▶ [REQUIREMENT] Change every "record" in the lines below to "mark", keep everything else the same, and leave the pictures out.

+++ EXERCISE INPUT +++

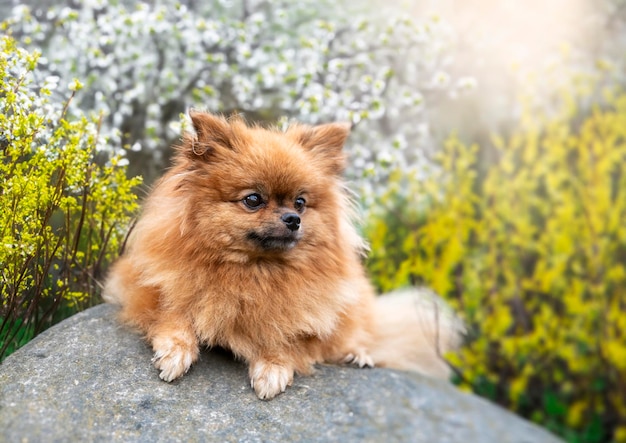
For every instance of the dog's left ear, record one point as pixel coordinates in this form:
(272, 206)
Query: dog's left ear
(326, 143)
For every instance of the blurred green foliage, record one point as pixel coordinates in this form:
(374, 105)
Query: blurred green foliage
(63, 215)
(532, 253)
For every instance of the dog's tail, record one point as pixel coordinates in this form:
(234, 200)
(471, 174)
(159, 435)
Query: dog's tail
(413, 330)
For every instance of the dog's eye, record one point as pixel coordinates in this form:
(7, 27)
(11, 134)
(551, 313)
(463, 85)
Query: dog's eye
(253, 201)
(299, 204)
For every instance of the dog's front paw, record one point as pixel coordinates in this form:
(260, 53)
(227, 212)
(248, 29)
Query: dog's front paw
(269, 380)
(360, 358)
(173, 357)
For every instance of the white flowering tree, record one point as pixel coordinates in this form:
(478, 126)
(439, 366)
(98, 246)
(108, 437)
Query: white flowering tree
(313, 60)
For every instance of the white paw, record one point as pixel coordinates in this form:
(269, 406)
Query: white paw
(359, 358)
(269, 380)
(172, 359)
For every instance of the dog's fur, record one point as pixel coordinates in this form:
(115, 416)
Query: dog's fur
(276, 279)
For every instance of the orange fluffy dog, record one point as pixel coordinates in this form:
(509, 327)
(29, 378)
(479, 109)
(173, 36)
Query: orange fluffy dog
(247, 243)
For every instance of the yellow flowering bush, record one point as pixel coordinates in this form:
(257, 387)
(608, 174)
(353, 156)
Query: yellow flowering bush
(64, 203)
(531, 249)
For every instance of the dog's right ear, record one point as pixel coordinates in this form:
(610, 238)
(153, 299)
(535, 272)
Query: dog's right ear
(212, 132)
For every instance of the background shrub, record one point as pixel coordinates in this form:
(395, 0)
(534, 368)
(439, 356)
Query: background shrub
(533, 253)
(145, 63)
(63, 214)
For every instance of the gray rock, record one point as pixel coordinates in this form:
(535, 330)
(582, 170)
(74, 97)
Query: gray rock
(90, 379)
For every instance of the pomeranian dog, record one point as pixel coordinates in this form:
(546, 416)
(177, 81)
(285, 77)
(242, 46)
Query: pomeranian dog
(247, 243)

+++

▶ [TASK OUTPUT]
For every instance of the dog's left ear, mark one point as pixel coordinates in this form:
(272, 206)
Query: dog's left ear
(326, 143)
For every instance of the blurred green foliage, mark one point as pixel coordinates in this form:
(374, 105)
Query: blurred green foliage
(63, 215)
(532, 253)
For every instance of the dog's tail, mark one point as pixel coordinates in this form:
(234, 200)
(471, 174)
(159, 435)
Query: dog's tail
(413, 330)
For every instance of the dog's eye, mark one point as pixel coordinates in this form:
(7, 27)
(11, 134)
(551, 313)
(463, 85)
Query: dog's eye
(253, 201)
(299, 204)
For every instance of the dog's front paw, mark one point as pixel coordinates in this form:
(260, 53)
(227, 212)
(248, 29)
Query: dog's front paw
(269, 380)
(360, 358)
(173, 357)
For every instance of the white flowering tree, mark one point as pixel coordinates in this form:
(478, 126)
(439, 366)
(98, 246)
(108, 437)
Query: white flowering tree
(313, 60)
For every instance of the white paw, mark one point as pixel coordinates in this form:
(269, 406)
Query: white paw
(359, 358)
(269, 380)
(172, 359)
For every instance of the dog's fur, mark one point as pixel coordinates in this form:
(115, 416)
Query: dog's fur
(276, 279)
For every instance of the orange fluffy dog, mark one point as pixel coordinates in this form:
(509, 327)
(29, 378)
(479, 109)
(173, 36)
Query: orange fluffy dog
(247, 243)
For every instance of the yellow flowering bush, mark one point as pixel coordinates in this form:
(257, 387)
(608, 174)
(353, 156)
Query: yellow flowering bush
(64, 203)
(531, 249)
For every instance of the dog's right ear, mark one point as pixel coordinates in this form:
(610, 238)
(153, 299)
(535, 272)
Query: dog's right ear
(212, 132)
For every instance of the background shrub, mark one point as pixel coordinates in this form:
(395, 0)
(534, 368)
(439, 356)
Query: background shrub
(533, 253)
(145, 63)
(63, 214)
For every instance of the gray rock, mark one point as pixel coordinates in this form:
(535, 330)
(582, 170)
(74, 97)
Query: gray rock
(90, 379)
For every instance of the pomeranian dog, mark one point as pixel coordinates in this form:
(546, 416)
(177, 81)
(285, 77)
(242, 46)
Query: pomeranian dog
(247, 243)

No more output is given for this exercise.